* Task goal:
Output all of the entries beneath, exactly as written.

* Data excerpts:
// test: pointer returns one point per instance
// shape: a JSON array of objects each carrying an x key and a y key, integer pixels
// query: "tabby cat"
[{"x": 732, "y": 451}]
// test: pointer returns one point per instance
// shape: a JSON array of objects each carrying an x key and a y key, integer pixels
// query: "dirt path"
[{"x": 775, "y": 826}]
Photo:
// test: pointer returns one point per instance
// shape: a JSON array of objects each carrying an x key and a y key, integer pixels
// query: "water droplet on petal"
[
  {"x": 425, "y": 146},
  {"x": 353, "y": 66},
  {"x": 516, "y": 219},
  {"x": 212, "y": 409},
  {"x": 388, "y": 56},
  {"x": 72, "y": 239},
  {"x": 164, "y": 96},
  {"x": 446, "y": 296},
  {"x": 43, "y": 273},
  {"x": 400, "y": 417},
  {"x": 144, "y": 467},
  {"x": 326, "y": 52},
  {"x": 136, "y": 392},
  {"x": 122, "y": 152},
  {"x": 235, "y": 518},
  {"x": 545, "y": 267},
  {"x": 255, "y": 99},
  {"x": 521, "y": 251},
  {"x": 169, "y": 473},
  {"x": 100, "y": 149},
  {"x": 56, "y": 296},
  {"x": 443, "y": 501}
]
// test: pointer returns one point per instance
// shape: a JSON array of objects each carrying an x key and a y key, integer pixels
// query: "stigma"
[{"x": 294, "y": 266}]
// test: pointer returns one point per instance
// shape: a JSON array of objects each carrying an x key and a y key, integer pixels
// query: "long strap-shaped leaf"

* Response:
// test: pointer returns one point per instance
// shape: a JSON array of objects each carrying an x key and a y key, integer pixels
// query: "tabby cat"
[{"x": 732, "y": 451}]
// test: pointer returns one point per instance
// shape: a JSON array of objects each carrying an x key and a y key, integer pixels
// query: "dirt path"
[{"x": 775, "y": 826}]
Photo:
// test: pointer returns one point per instance
// shape: a JSON array of objects each carrying an x key and a y key, integer pixels
// query: "water droplet on petal"
[
  {"x": 425, "y": 146},
  {"x": 353, "y": 66},
  {"x": 516, "y": 219},
  {"x": 212, "y": 409},
  {"x": 388, "y": 56},
  {"x": 72, "y": 239},
  {"x": 164, "y": 96},
  {"x": 446, "y": 296},
  {"x": 43, "y": 273},
  {"x": 400, "y": 417},
  {"x": 144, "y": 467},
  {"x": 326, "y": 52},
  {"x": 136, "y": 392},
  {"x": 122, "y": 152},
  {"x": 235, "y": 518},
  {"x": 545, "y": 267},
  {"x": 255, "y": 99},
  {"x": 521, "y": 251},
  {"x": 169, "y": 473},
  {"x": 100, "y": 149},
  {"x": 56, "y": 296},
  {"x": 443, "y": 501}
]
// test: pointer returns one point per instance
// shape: a JSON array of objects each carrying an x key and a y key, integer pixels
// query: "stigma"
[{"x": 294, "y": 266}]
// test: pointer returns one point per instance
// shape: a JSON array of objects each carrying an x key and a y key, integer pixels
// query: "long strap-shaped leaf"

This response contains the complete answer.